## Excerpt
┌────────

Due to recent developments in DNA sequencing technology, there is a growing abundance of available genomic data. To process this information for use in fields such as healthcare and forensics, raw sequencing data have to be processed using computationally intensive algorithms. Currently, one of the major bottlenecks in this processing pipeline is the alignment step, which makes use of dynamic-programming algorithms. To reduce computation times, numerous solutions have been proposed aimed at reducing the execution time of the alignment step. This is done either by accelerating alignment itself using hardware accelerators and heuristics or by reducing the amount of input data through the use of pre-alignment filters. The algorithms associated with the latter solution are less computationally intensive than DP-based alignment, which reduces the end-to-end alignment time.

Currently, pre-alignment filters are effective to the point where the alignment bottleneck is shifted to the filtering step. Therefore, the filters are accelerated on hardware solutions such as GPUs and FPGAs. While these solutions show orders of magnitude improvement in execution times, they are insufficient for removing the filtering bottleneck entirely. The performance of these hardware accelerators is limited by the rate at which data can be supplied. As a solution, we propose a CIM-based accelerator to reduce data-movement overheads between the host device and the accelerator. Additionally, this architecture makes use of emerging non-volatile memories to perform Boolean operations directly within its memory elements. In doing so, it can exploit parallelism in the algorithms to achieve higher throughput.

In this work, we explore commonly found operations in existing pre-alignment filters and devise ways to implement them on the CIM-architecture. The proposed architecture is flexible in supporting multiple pre-alignment filters and a wide range of input data. The functionality of the architecture is verified through simulation and its effectiveness is tested using real data sets.

Using this architecture, we can achieve improvement in end-to-end execution time over the state of the art ranging from 7.2x to 119.6x for the evaluated data sets, while also achieving a reduction of up to 59% and 79.7% in chip-area and power consumption, respectively.

Furthermore, the provided work offers a platform for the development of future pre-alignment filtering algorithms to further improve performance.

└────────

## Prompt 1
In the passage on pre-alignment filtering, what limits the performance of the hardware accelerators?
## Prompt 2
Return word for word the part of the passage on pre-alignment filtering starting at "Due to recent" and ending at "end-to-end alignment time.".
The records that follow have no connection to the passage on pre-alignment filtering.

## Dataset excerpts
┌────────

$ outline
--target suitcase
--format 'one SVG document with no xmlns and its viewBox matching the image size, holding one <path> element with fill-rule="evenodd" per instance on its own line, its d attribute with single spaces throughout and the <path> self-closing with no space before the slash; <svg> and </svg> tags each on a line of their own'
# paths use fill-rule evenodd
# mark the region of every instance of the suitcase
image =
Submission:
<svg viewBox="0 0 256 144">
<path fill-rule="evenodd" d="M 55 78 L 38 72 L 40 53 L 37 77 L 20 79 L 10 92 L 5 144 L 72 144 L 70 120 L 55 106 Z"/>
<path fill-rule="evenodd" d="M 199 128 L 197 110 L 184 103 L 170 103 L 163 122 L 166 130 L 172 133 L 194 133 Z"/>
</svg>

└────────

## Task response 1
The rate at which data can be supplied limits their performance.

## Task response 2
Due to recent developments in DNA sequencing technology, there is a growing abundance of available genomic data. To process this information for use in fields such as healthcare and forensics, raw sequencing data have to be processed using computationally intensive algorithms. Currently, one of the major bottlenecks in this processing pipeline is the alignment step, which makes use of dynamic-programming algorithms. To reduce computation times, numerous solutions have been proposed aimed at reducing the execution time of the alignment step. This is done either by accelerating alignment itself using hardware accelerators and heuristics or by reducing the amount of input data through the use of pre-alignment filters. The algorithms associated with the latter solution are less computationally intensive than DP-based alignment, which reduces the end-to-end alignment time.